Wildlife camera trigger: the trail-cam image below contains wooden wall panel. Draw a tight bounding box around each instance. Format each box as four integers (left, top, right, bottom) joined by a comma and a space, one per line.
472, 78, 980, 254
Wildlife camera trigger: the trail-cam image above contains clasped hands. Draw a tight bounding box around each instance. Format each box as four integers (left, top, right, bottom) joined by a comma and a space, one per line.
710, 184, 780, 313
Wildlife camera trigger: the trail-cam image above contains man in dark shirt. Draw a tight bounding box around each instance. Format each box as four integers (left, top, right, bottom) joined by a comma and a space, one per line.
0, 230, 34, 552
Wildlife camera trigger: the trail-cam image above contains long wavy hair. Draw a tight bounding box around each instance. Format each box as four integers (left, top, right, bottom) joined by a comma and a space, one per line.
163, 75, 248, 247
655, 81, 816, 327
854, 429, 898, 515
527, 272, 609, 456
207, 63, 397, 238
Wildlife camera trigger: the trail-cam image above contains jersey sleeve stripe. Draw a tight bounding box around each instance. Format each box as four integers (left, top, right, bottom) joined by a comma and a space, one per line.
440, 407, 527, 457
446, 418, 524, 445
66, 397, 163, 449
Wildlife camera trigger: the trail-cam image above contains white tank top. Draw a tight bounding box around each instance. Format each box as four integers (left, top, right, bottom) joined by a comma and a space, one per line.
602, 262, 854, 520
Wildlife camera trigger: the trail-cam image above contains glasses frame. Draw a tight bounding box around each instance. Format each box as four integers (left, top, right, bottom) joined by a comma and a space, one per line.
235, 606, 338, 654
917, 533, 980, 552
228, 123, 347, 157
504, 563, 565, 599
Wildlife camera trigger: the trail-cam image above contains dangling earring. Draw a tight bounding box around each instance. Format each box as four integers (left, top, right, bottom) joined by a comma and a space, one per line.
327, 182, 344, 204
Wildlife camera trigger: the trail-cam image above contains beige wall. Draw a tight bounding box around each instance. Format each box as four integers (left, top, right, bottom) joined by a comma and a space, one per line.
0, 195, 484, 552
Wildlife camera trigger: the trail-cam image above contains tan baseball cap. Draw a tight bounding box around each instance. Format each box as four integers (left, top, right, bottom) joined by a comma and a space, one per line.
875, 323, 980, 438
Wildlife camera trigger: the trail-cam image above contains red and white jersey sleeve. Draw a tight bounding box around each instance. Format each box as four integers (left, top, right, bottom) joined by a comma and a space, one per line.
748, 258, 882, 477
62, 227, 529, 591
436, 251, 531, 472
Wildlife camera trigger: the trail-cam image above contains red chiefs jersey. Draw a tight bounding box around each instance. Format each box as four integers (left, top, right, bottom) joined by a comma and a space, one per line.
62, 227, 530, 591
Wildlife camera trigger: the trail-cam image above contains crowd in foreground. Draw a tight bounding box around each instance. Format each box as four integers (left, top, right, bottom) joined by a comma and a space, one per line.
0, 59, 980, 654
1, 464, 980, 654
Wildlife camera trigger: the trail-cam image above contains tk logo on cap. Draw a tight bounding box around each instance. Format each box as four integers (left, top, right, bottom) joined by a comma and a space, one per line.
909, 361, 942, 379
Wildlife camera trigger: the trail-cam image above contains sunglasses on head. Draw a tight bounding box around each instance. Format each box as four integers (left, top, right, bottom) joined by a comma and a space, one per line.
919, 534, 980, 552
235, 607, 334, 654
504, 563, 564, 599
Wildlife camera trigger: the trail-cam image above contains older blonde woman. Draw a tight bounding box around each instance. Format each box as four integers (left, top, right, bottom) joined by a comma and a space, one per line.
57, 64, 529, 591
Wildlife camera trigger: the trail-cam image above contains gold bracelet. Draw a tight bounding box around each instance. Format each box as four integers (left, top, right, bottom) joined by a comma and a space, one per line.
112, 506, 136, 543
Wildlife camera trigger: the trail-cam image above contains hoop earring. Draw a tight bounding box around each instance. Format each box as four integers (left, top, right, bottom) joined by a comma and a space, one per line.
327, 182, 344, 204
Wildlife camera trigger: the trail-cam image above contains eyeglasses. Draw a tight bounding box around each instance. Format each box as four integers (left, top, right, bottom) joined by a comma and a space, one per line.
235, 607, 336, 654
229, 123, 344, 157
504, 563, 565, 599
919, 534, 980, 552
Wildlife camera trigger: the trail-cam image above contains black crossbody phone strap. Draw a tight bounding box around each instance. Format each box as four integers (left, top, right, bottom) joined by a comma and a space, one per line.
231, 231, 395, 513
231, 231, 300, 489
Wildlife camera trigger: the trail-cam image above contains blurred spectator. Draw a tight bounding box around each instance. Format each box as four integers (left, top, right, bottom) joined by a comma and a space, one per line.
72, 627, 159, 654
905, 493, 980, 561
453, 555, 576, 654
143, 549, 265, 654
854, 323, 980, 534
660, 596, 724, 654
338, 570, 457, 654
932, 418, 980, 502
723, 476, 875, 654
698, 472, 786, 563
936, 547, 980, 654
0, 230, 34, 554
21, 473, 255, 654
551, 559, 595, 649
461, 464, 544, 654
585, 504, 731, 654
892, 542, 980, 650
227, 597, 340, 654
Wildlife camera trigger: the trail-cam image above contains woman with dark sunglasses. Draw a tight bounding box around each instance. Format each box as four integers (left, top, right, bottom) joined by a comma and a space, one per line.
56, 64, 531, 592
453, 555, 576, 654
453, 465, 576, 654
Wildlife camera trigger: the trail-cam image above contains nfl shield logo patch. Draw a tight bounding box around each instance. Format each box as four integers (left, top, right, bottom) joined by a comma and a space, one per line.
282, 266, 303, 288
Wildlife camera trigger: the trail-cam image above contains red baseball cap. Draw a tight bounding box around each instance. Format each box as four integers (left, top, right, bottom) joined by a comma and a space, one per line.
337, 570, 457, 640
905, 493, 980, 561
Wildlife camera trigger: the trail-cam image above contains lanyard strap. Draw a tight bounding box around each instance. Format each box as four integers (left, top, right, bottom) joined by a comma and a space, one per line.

• [GIVEN TASK]: Rewrite the lines beginning at the one containing "above contains white" and stopping after the one containing "602, 262, 854, 520", with "white tank top" changed to "gray tank top" and nothing else altered.

• [OUTPUT OF THE TASK]:
Wildlife camera trigger: the trail-cam image above contains gray tank top. Draw a tight bounding box around each instance. Format each box as four integers (left, top, right, bottom) joined by a comma and a space, one per line.
602, 262, 854, 520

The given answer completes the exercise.